DIRECTIVE –
Rewrite all the data below, replacing every "module docstring" with "function docstring" and leaving everything else unchanged. Leave the pictures out of your version.

RECORDS FOR THE EXERCISE –
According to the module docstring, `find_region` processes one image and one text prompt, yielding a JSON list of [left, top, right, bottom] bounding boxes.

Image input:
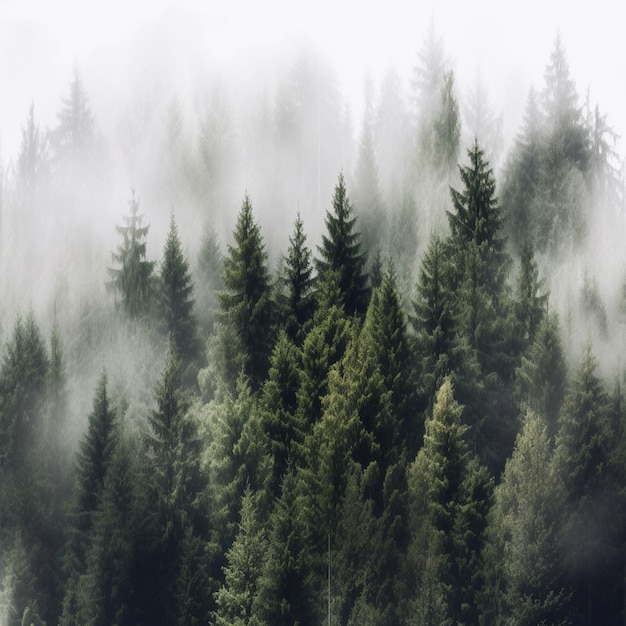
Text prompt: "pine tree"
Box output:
[[555, 347, 624, 624], [352, 78, 386, 250], [448, 142, 509, 299], [145, 340, 203, 621], [194, 228, 224, 336], [315, 173, 369, 315], [283, 213, 315, 346], [159, 214, 200, 364], [261, 331, 304, 496], [515, 311, 567, 439], [53, 67, 95, 158], [515, 243, 548, 344], [107, 190, 155, 319], [483, 412, 569, 626], [363, 267, 414, 456], [434, 71, 461, 179], [251, 472, 321, 626], [215, 489, 266, 626], [17, 101, 49, 201], [408, 378, 491, 623], [217, 196, 272, 389], [0, 313, 49, 467]]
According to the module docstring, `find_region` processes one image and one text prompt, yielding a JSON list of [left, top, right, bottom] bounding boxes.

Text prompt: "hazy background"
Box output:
[[0, 0, 626, 160]]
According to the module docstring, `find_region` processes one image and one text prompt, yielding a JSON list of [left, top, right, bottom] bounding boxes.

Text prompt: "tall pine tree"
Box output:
[[316, 173, 369, 315]]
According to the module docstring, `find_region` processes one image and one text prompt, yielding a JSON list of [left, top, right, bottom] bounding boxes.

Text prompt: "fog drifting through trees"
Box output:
[[0, 2, 626, 626]]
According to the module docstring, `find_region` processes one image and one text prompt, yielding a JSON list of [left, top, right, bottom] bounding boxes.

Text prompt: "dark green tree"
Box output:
[[107, 190, 155, 319], [250, 472, 321, 626], [217, 196, 273, 389], [145, 340, 210, 622], [261, 331, 304, 496], [556, 347, 624, 624], [482, 411, 570, 626], [0, 313, 49, 468], [433, 70, 461, 179], [52, 66, 95, 159], [215, 489, 266, 626], [282, 213, 315, 346], [352, 78, 387, 250], [315, 173, 369, 315], [515, 311, 567, 439], [363, 267, 414, 457], [448, 142, 509, 299], [515, 243, 548, 345], [159, 214, 200, 364]]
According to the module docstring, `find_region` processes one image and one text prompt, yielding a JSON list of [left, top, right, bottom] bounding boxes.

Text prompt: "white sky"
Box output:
[[0, 0, 626, 161]]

WORKED SOLUTION –
According to the function docstring, `find_region` processes one image and one text prompt, yielding a JSON list of [left, top, right, bottom] bounding boxes.

Image input:
Text prompt: "pine tree"
Box output:
[[555, 347, 624, 624], [352, 78, 386, 250], [448, 142, 509, 299], [145, 340, 203, 621], [194, 228, 224, 336], [315, 173, 369, 315], [283, 213, 315, 346], [159, 214, 200, 364], [261, 331, 304, 496], [515, 311, 567, 439], [53, 67, 95, 158], [515, 243, 548, 344], [107, 190, 155, 319], [483, 412, 569, 626], [363, 267, 414, 456], [434, 71, 461, 179], [251, 472, 321, 626], [215, 489, 266, 626], [17, 101, 49, 201], [408, 378, 491, 623], [217, 196, 272, 389], [0, 313, 49, 467]]
According to the function docstring, `find_region` processes one image and one text prompt, yielding a JSON list of [left, top, right, bottom] bounding boxes.

Text prompt: "hazy background"
Box output:
[[0, 0, 626, 160]]
According to the function docstring, `find_region` processes one image and one text prompt, yielding a JSON list of [left, top, right, bottom] bounding boxes.

Text prompt: "tall pine tree"
Box output:
[[316, 173, 369, 315]]
According to the function docstring, `find_region` processes one image and one text prompt, yielding a JSON list of [left, top, right, bottom] bounding boxes.

Text prompt: "fog drifting through trees"
Box output:
[[0, 2, 626, 626]]
According to the function docstring, `find_region` processes one image and one text prompt, yielding a JSON list of [left, top, right, bottom] bounding boxes.

Text prompt: "dark green tree"
Box output:
[[107, 190, 155, 319], [250, 472, 321, 626], [217, 196, 273, 389], [145, 340, 210, 622], [261, 331, 304, 496], [556, 347, 624, 624], [482, 411, 570, 626], [0, 313, 49, 468], [433, 70, 461, 179], [52, 66, 95, 159], [215, 489, 266, 626], [282, 213, 315, 346], [352, 78, 387, 250], [315, 173, 369, 315], [515, 311, 567, 439], [363, 267, 414, 457], [448, 142, 509, 299], [515, 243, 548, 345], [159, 214, 200, 364]]
According to the function docstring, `find_region` processes one image and one text prompt, yielding a JSON list of [left, top, right, bottom] bounding boxes.

Text prompt: "white sky"
Box output:
[[0, 0, 626, 161]]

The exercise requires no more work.